→ **Задание**:
Выпишите из пунктов ниже все строки, в которых встречается слово «blue».

[Пункты с разметкой точками]
▶

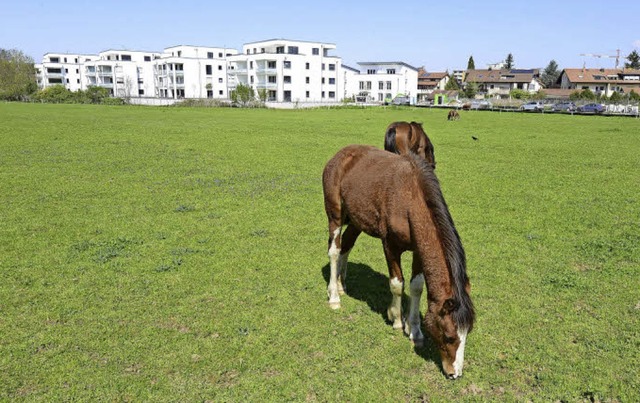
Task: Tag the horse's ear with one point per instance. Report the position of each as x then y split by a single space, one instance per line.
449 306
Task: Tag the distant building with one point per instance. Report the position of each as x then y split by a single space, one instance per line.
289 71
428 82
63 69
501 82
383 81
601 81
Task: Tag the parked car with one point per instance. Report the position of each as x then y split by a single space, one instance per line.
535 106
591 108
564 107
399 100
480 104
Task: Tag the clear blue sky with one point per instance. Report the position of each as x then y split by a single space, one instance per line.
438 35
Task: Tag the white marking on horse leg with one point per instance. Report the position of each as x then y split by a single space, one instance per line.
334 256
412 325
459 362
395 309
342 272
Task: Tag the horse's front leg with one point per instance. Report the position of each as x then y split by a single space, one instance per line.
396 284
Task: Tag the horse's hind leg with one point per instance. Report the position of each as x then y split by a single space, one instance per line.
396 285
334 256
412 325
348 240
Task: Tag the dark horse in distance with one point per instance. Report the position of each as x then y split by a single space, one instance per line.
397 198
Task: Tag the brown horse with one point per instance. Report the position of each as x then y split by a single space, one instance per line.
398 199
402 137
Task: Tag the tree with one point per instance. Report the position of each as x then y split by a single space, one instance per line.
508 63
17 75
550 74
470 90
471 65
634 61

◀
▶

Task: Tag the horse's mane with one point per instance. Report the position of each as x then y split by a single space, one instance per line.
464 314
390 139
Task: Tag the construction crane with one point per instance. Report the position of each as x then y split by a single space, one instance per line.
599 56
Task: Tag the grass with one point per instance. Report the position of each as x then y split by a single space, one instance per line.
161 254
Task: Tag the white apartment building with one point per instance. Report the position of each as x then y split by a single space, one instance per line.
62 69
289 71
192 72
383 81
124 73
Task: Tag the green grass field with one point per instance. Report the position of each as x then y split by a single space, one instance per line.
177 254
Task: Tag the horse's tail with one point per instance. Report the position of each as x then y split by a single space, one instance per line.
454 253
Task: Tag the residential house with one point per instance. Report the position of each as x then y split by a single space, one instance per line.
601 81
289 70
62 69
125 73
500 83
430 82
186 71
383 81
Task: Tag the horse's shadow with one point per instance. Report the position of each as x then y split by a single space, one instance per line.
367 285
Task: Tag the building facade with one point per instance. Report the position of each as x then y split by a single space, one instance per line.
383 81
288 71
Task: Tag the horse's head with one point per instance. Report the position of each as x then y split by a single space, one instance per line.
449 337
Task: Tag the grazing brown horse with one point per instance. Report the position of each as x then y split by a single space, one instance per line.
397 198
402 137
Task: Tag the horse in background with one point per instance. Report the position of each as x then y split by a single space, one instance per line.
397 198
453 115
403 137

◀
▶

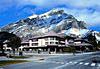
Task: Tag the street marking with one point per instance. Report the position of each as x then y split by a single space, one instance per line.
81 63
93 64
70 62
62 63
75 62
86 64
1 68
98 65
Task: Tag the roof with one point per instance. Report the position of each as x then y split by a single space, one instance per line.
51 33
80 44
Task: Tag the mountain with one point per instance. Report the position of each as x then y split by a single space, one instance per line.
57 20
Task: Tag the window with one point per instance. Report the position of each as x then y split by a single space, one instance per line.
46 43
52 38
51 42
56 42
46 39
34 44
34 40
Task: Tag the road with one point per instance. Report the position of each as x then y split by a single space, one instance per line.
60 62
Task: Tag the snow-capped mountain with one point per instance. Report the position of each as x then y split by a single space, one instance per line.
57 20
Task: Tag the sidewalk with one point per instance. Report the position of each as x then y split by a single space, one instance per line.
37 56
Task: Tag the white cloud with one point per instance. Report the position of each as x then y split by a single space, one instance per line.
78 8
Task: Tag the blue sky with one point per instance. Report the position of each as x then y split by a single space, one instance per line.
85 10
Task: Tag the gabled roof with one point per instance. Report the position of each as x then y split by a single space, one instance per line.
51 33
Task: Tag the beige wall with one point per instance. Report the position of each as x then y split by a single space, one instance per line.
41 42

◀

→ **Ответ**:
Task: Tag the clear blue sky with one point per instance. Report the position of each as x then y split by a single space, one instance per line.
Task: Tag the blue sky with one point per instance. Report the position of each as x then y split by a single space, one instance per line.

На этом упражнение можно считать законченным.